» Supplied text
>>

Objective: Evaluate characteristics and risk factors for patients with advanced cutaneous squamous cell carcinoma (cSCC).
Study design: Retrospective case series.
Setting: Tertiary care center.
Patients and methods: Chart review of patients with cSCC undergoing a parotidectomy (2003-2012).
Results: Of 218 patients identified, 49% presented with a new primary lesion (n = 107) and 51% with a recurrence (n = 111). Parotid lymph nodes were positive in 52% of patients; 81% had a concurrent neck dissection, and 28% had cervical lymph node metastases. In 18% of patients, both parotid and cervical nodes were positive, while 44% were both parotid and cervical node negative; 33% had positive parotid and negative cervical nodes, and only 5% had negative parotid and positive cervical nodes. The overall 2- and 5-year survival rates were 0.71 and 0.58. Overall 5-year survival was lower for patients presenting with recurrent (0.49) versus new primary disease (0.69; P = .04). In addition, decreased overall 5-year survival rates were associated with cervical lymph node involvement (0.47 vs. 0.62; P = .01). There was no difference in overall survival when stratified by parotid lymph node involvement (P = .85), margin status (P = .67), perineural invasion (P = .42), facial nerve sacrifice (P = .92), or type of parotid operation performed (P = .51).

<<

» Work to be completed
According to the study summary on cutaneous squamous cell carcinoma, what were the overall 2- and 5-year survival rates?

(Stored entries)

>>

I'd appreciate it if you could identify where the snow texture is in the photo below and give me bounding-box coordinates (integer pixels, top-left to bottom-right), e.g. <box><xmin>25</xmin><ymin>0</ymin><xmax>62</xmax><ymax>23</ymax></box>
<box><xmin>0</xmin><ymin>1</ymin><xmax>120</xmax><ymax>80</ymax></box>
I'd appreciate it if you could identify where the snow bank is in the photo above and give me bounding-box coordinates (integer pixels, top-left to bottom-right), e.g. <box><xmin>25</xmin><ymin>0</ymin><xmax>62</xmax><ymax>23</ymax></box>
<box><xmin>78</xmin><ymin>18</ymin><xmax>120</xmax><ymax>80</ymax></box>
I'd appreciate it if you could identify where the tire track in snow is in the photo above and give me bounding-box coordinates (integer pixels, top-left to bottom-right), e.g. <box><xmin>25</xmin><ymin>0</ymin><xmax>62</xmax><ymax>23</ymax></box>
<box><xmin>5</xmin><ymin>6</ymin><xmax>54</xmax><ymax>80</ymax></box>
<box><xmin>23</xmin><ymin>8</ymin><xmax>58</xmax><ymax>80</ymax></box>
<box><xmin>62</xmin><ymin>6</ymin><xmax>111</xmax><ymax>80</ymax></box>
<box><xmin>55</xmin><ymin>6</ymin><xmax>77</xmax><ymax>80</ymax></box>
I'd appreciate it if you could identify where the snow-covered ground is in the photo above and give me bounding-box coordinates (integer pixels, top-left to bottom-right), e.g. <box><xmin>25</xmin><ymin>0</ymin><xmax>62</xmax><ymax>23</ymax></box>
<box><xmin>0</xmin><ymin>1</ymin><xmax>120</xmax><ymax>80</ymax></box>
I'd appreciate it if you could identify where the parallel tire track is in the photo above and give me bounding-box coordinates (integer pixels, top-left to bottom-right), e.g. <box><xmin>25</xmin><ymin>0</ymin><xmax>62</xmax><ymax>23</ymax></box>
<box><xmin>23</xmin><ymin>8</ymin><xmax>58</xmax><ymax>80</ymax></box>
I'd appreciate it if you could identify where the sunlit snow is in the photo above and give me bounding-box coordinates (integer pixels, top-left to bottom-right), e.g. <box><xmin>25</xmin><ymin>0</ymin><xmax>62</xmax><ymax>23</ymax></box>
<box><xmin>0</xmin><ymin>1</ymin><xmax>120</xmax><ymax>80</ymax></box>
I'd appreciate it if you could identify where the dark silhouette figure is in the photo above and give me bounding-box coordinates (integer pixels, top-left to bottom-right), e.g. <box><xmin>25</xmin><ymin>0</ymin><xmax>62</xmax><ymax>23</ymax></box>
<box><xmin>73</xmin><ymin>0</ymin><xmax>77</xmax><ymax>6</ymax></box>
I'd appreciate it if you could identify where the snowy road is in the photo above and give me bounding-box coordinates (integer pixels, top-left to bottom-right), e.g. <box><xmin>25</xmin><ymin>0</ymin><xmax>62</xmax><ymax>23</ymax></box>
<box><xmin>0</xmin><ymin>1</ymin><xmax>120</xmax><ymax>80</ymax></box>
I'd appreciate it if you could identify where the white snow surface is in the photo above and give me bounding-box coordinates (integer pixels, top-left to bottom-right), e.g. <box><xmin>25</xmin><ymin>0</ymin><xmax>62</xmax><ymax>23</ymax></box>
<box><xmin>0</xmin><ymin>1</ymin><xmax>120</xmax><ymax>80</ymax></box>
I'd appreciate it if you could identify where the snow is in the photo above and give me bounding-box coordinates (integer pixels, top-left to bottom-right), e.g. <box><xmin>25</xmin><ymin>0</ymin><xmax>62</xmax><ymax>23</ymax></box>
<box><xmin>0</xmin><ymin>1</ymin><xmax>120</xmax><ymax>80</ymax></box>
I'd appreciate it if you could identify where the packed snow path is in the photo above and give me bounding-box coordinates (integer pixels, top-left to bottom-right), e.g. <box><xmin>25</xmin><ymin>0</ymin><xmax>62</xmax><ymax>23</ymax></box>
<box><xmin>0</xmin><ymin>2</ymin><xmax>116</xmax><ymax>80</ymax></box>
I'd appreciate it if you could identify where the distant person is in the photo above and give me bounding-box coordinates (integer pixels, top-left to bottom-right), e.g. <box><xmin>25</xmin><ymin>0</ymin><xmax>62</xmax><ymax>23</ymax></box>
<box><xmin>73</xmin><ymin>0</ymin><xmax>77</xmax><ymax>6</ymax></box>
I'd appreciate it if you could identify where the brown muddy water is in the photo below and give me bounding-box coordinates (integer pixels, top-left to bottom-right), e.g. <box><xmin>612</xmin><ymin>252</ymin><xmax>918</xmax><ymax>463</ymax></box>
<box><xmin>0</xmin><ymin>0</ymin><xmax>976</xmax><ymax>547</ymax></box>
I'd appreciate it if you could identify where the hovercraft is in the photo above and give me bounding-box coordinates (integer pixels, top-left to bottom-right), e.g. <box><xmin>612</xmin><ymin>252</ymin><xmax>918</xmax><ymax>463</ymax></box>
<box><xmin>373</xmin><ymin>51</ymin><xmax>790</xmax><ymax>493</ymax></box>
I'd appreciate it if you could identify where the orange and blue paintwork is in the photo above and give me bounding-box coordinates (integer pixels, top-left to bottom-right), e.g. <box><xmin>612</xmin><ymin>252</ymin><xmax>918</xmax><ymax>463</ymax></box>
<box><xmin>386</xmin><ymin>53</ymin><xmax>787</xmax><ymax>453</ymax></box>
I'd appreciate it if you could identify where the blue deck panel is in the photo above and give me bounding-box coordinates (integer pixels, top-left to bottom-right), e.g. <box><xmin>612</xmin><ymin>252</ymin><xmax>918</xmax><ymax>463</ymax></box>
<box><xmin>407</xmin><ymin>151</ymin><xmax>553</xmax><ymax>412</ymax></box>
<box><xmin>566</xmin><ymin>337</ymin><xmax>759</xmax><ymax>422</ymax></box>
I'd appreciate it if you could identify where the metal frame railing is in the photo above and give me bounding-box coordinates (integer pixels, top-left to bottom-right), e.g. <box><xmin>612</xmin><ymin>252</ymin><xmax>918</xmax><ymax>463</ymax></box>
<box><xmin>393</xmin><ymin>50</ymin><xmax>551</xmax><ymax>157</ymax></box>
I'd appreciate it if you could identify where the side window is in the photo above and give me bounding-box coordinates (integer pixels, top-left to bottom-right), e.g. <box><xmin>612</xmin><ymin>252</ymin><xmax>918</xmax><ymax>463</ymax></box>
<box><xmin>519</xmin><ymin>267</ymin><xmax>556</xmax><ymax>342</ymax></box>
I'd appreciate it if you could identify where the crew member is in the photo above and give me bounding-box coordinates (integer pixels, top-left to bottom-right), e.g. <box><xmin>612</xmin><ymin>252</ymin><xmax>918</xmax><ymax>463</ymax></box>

<<

» Answer box
The overall 2-year survival rate was 0.71, and the overall 5-year survival rate was 0.58.